Reproduce every entry exactly as given.

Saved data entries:

___

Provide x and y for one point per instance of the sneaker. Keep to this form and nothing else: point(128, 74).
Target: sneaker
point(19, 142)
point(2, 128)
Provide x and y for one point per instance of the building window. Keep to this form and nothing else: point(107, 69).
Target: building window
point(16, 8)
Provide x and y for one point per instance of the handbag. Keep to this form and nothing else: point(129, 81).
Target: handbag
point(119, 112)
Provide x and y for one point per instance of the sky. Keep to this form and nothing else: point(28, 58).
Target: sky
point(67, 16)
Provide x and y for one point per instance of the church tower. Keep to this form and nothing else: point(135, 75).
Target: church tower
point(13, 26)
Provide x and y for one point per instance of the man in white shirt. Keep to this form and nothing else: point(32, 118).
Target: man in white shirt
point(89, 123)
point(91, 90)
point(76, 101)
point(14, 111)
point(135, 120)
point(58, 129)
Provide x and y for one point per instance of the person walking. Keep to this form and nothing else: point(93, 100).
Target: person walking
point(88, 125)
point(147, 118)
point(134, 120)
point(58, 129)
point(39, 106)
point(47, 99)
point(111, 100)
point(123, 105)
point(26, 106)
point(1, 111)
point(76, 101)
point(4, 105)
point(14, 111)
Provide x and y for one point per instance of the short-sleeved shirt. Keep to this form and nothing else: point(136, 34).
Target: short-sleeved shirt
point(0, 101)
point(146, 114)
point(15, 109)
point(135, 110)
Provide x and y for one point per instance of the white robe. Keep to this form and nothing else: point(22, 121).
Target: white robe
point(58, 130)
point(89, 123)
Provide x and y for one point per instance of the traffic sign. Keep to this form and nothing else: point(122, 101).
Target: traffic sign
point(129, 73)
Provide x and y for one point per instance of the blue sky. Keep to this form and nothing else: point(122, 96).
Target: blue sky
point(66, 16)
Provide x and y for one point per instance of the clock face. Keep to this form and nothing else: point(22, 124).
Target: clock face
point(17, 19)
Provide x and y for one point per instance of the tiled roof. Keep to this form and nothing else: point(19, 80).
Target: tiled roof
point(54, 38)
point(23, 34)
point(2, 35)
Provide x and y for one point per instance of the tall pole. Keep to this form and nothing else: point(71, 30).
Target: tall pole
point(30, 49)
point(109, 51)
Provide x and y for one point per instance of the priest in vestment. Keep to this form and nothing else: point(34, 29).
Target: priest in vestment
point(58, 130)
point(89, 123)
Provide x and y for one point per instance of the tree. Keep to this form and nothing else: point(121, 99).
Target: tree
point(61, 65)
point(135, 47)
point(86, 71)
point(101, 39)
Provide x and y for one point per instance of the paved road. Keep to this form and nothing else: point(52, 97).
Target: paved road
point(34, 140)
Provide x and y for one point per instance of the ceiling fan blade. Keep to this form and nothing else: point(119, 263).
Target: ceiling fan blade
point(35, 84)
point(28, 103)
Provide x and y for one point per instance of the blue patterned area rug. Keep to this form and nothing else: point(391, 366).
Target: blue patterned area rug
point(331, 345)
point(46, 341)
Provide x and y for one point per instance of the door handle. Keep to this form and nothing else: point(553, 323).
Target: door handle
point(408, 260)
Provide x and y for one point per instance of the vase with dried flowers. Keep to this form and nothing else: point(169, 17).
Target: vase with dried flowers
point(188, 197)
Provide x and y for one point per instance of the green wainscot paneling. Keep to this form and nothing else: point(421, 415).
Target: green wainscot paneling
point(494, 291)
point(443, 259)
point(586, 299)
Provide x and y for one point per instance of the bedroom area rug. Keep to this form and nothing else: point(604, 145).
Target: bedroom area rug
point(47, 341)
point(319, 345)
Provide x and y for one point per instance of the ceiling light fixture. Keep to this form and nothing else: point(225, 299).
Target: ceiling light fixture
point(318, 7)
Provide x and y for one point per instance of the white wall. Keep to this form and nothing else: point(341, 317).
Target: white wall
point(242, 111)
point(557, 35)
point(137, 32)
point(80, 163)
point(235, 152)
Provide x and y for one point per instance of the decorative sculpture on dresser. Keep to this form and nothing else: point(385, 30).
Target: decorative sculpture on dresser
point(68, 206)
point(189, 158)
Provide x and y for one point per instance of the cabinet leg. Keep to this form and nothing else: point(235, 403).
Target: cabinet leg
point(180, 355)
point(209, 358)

___

OUTPUT OF THE TASK:
Provide x and y for one point per instance of the sneaker. Keep to this form and nothing else: point(128, 74).
Target: sneaker
point(19, 142)
point(2, 128)
Provide x and y for one point per instance of the building window. Keep to this form and nothing else: point(107, 69).
Target: building window
point(16, 8)
Provide x and y for one point per instance of the handbag. Keep to this form and nothing else: point(129, 81).
Target: handbag
point(119, 112)
Provide x and y for one point per instance of the sky. Keep to this form and nothing else: point(28, 58).
Target: sky
point(67, 16)
Provide x and y for one point per instance of the church tower. Keep to this form and nothing else: point(135, 75).
Target: church tower
point(13, 26)
Provide x and y for one point per instance of the man in white shirt. Keep to this form and nothing else: point(32, 118).
Target: man in white shirt
point(89, 123)
point(91, 90)
point(76, 101)
point(14, 111)
point(135, 120)
point(58, 129)
Provide x and y for one point per instance of the person walking. Keep to this form and nothing else: point(93, 100).
Target: person walking
point(88, 125)
point(147, 118)
point(134, 120)
point(58, 129)
point(39, 106)
point(47, 99)
point(111, 100)
point(123, 105)
point(26, 106)
point(1, 111)
point(76, 101)
point(4, 105)
point(14, 111)
Provide x and y for one point per instance of the short-sleeved shirt. Keep to this form and nothing else: point(136, 34).
Target: short-sleeved shirt
point(0, 101)
point(146, 114)
point(15, 109)
point(135, 110)
Provide x and y for one point per instance of the white robe. Keep to this form and nothing else: point(22, 121).
Target: white robe
point(58, 130)
point(89, 123)
Provide x and y for one point per instance of the traffic sign. Keep to this form and nothing else: point(122, 101).
Target: traffic sign
point(129, 73)
Provide x and y for one point per instance of the blue sky. Keep to this form and nothing else: point(122, 96).
Target: blue sky
point(66, 16)
Provide x and y for one point per instance of the clock face. Keep to this form and nothing else: point(22, 124).
Target: clock face
point(17, 19)
Provide x and y for one point per instance of the tiled roof. Keep to this form and nothing else: point(19, 80).
Target: tiled roof
point(54, 38)
point(23, 34)
point(2, 35)
Provide x and y for one point per instance of the tall pole. Keep to this form and nothing else: point(71, 30).
Target: tall pole
point(30, 49)
point(109, 51)
Provide x and y for one point per instance of the priest in vestment. Keep to this form and nothing else: point(34, 29).
Target: priest in vestment
point(58, 130)
point(89, 123)
Provide x and y for one point per instance of the tree. Keep to this form and nothing else: point(121, 99).
Target: tree
point(61, 65)
point(135, 47)
point(86, 71)
point(101, 39)
Provide x and y for one point per instance of the paved road. Keep to this form and nothing else: point(52, 97).
Target: paved road
point(34, 140)
Provide x and y for one point per instance of the ceiling fan blade. Keep to this form and nothing else: point(119, 263).
Target: ceiling fan blade
point(35, 84)
point(28, 103)
Provide x and y for one point per instance of the blue patterned area rug. Keep to this form and nothing else: point(391, 366).
Target: blue patterned area rug
point(331, 345)
point(46, 341)
Provide x and y for one point per instance of the door handle. Keep to this form and nothing else: point(553, 323).
Target: door handle
point(408, 260)
Provide x and y for one point per instance of the vase with dried flowers. Keep to this form and nothing else: point(169, 17).
Target: vase with dried flowers
point(188, 197)
Provide x and y for one point per instance of the green wainscot paneling. Keep to this form and nothing else: point(421, 415).
Target: green wainscot paneling
point(494, 291)
point(443, 259)
point(586, 299)
Provide x and y for one point per instance of the bedroom area rug. Keep to this form and nothing else: point(604, 145).
Target: bedroom area rug
point(47, 341)
point(319, 345)
Provide x and y for one point per instance of the ceiling light fixture. Keep to this form and nothing else: point(225, 299).
Target: ceiling light fixture
point(318, 7)
Provide x and y for one point per instance of the white wall. Keep to this form and nothing else: point(341, 317).
Target: white wall
point(242, 111)
point(557, 35)
point(137, 32)
point(80, 163)
point(235, 152)
Provide x and y for one point per instance of the decorative sculpture on dresser. Keep to this form and nothing else: point(385, 30).
Target: decorative sculpture on dresser
point(68, 206)
point(189, 158)
Provide x and y for one point per instance of the cabinet leg. Keep to this form and nothing else: point(235, 403).
Target: cabinet leg
point(180, 355)
point(209, 358)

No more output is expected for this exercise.